Transcribe, with complete accuracy, all of the entries below except for the pictures.

DATASET RECORDS:
###

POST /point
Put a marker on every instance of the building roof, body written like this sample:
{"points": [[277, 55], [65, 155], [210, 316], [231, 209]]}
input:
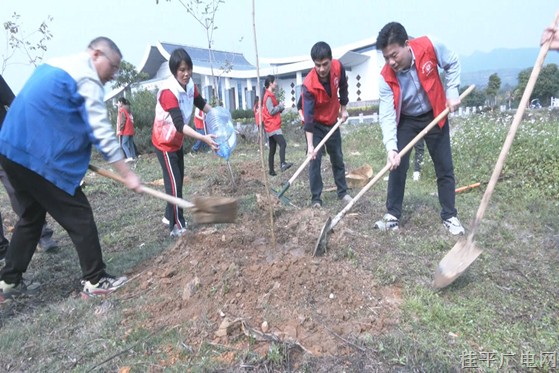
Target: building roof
{"points": [[155, 55]]}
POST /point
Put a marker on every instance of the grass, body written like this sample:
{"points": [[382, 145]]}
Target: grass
{"points": [[505, 303]]}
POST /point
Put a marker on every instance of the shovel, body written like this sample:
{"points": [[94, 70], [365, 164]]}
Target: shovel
{"points": [[302, 167], [464, 253], [205, 210], [322, 241], [472, 186]]}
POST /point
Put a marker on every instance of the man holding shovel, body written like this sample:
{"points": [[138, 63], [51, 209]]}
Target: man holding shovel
{"points": [[411, 96], [45, 148], [321, 107]]}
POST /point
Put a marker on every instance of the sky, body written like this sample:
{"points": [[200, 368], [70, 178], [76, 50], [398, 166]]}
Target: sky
{"points": [[284, 28]]}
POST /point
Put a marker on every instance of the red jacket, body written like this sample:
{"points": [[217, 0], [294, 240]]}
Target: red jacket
{"points": [[256, 114], [271, 122], [199, 123], [426, 66], [326, 108], [128, 129]]}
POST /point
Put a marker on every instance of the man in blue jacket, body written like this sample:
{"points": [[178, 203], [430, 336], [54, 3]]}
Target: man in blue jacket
{"points": [[45, 148], [46, 242]]}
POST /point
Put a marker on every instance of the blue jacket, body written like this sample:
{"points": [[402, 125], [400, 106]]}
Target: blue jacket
{"points": [[55, 119]]}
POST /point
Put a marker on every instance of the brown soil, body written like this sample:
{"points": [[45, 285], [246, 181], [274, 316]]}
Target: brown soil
{"points": [[232, 272]]}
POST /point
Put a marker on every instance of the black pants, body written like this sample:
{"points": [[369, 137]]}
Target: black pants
{"points": [[172, 164], [18, 209], [419, 153], [334, 147], [38, 196], [438, 144], [276, 140]]}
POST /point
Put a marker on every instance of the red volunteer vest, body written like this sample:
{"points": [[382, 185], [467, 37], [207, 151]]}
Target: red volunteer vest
{"points": [[256, 114], [271, 122], [326, 108], [426, 66], [129, 125], [199, 123]]}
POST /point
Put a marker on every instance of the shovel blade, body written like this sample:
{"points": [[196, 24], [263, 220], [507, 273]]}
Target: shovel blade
{"points": [[322, 242], [455, 262]]}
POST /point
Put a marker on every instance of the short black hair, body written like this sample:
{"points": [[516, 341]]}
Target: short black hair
{"points": [[320, 51], [179, 55], [391, 33], [102, 40], [269, 80]]}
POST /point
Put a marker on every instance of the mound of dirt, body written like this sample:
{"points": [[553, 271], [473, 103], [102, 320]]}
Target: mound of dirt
{"points": [[212, 277]]}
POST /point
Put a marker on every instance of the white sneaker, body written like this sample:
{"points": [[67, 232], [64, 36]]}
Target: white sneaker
{"points": [[176, 232], [347, 198], [388, 223], [453, 226]]}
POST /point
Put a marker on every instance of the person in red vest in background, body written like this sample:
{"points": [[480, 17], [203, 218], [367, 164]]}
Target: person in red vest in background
{"points": [[553, 34], [125, 125], [271, 117], [411, 96], [321, 107], [199, 118]]}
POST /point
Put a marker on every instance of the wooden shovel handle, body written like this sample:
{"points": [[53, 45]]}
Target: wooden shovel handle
{"points": [[510, 137], [320, 145], [152, 192]]}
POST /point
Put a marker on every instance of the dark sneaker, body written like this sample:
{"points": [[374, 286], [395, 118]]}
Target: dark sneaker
{"points": [[106, 285], [12, 291], [285, 166], [388, 223], [46, 244], [453, 226]]}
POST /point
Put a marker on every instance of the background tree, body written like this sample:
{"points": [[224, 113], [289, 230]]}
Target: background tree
{"points": [[33, 46], [493, 87], [128, 76], [547, 85]]}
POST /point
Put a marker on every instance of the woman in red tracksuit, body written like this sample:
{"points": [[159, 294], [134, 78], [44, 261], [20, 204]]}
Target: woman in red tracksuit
{"points": [[257, 112], [175, 101], [271, 117]]}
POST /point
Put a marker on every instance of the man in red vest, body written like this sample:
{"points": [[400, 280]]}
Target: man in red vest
{"points": [[411, 96], [321, 107]]}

###

WRITTEN SOLUTION:
POST /point
Put a marker on every instance of the building roof, body written like this sample:
{"points": [[277, 55], [65, 155], [210, 316], [231, 209]]}
input:
Target: building roof
{"points": [[155, 55]]}
POST /point
Put a marker on every instance of the grass, body written like this sample:
{"points": [[382, 145]]}
Target: grass
{"points": [[505, 303]]}
POST /point
Put a marker on every instance of the shovel, body written like this sample:
{"points": [[94, 70], [365, 164]]}
Target: shovel
{"points": [[302, 167], [464, 253], [205, 210], [322, 241], [472, 186]]}
POST /point
Put a marker on every instance of the man holding shovel, body written like this sample:
{"points": [[138, 63], [51, 209]]}
Target: man holding shovel
{"points": [[411, 96], [45, 148], [321, 107]]}
POST /point
Put a marker on every instance of the sky, body written like this sample:
{"points": [[200, 368], [70, 178], [76, 50], [398, 166]]}
Target: sky
{"points": [[284, 28]]}
POST /point
Put a marker on every instance of the red jacket, body written like this sample:
{"points": [[217, 0], [294, 240]]}
Target: red jacket
{"points": [[256, 114], [271, 122], [199, 123], [426, 66], [326, 108], [128, 129]]}
POST /point
Put a marker on every instance of the man in blue jacket, body written like this sample:
{"points": [[178, 203], [430, 336], [54, 3]]}
Target: man in blue jacket
{"points": [[45, 148], [46, 242]]}
POST /point
Put a marker on every instance of the blue jacket, body written like this sample:
{"points": [[402, 125], [400, 106]]}
Target: blue jacket
{"points": [[55, 119]]}
POST /point
Put a marker on every instance of the brown soil, body written like this sample:
{"points": [[45, 285], [246, 181], [274, 316]]}
Target: brown soil
{"points": [[232, 272]]}
POST /point
Put a marker on every instance of the black pants, body written like this sample:
{"points": [[369, 137]]}
Target: black pants
{"points": [[172, 164], [18, 209], [419, 153], [334, 147], [38, 196], [438, 144], [276, 140]]}
POST /point
Put a marker on every instance of the red volunteer vest, body written like this sample:
{"points": [[382, 185], [467, 37], [207, 151]]}
Target: red volunteer vest
{"points": [[256, 114], [271, 122], [326, 108], [426, 66], [129, 125], [199, 123]]}
POST /point
Put a marker on every instance of the shovel blade, body written like this sample:
{"points": [[196, 24], [263, 220], [507, 273]]}
Target: shovel blade
{"points": [[322, 242], [455, 262]]}
POST /point
Put a marker on every instance of the short black hair, body written like this sample:
{"points": [[516, 341]]}
Target: short black hair
{"points": [[320, 51], [179, 55], [391, 33], [102, 40], [269, 80]]}
POST /point
Put a marker on every instance of the mound of dirt, body written like this sample:
{"points": [[553, 271], [473, 103], [102, 320]]}
Target: mound of dirt
{"points": [[212, 277]]}
POST /point
Put a marker on every instance of the white sneaker, body written like this sample:
{"points": [[67, 232], [64, 36]]}
Target: white sneaker
{"points": [[176, 232], [347, 198], [388, 223], [453, 226]]}
POST /point
Put a marker on every instance of the person in red vest in background, body written like this sample:
{"points": [[480, 17], [203, 218], [367, 164]]}
Target: person in red vest in background
{"points": [[553, 34], [125, 125], [271, 117], [411, 96], [321, 107], [199, 118]]}
POST /point
Put a marker on every instance of the wooden shovel handle, body written like this sample:
{"points": [[53, 45]]}
Target: wooden shovel handle
{"points": [[510, 137], [320, 145], [152, 192]]}
POST /point
Put a marker on every instance of the dark sneaker, body written like this sample:
{"points": [[374, 286], [395, 118]]}
Target: dark sneaker
{"points": [[106, 285], [12, 291], [285, 166], [388, 223], [46, 244], [453, 226]]}
POST /point
Put a marker on every instance of the background tree, body written like this sample:
{"points": [[224, 113], [289, 230]]}
Target: background tree
{"points": [[33, 46], [493, 87], [128, 76], [547, 85]]}
POST /point
Put a marker on every instance of the woman in red tracksuit, body written like this sample:
{"points": [[159, 294], [134, 78], [44, 261], [20, 204]]}
Target: woman in red tracksuit
{"points": [[257, 112], [175, 101], [271, 117]]}
POST /point
Put a marker on every instance of the man in red vest, body written like this sample:
{"points": [[400, 280]]}
Target: man in red vest
{"points": [[411, 96], [321, 107]]}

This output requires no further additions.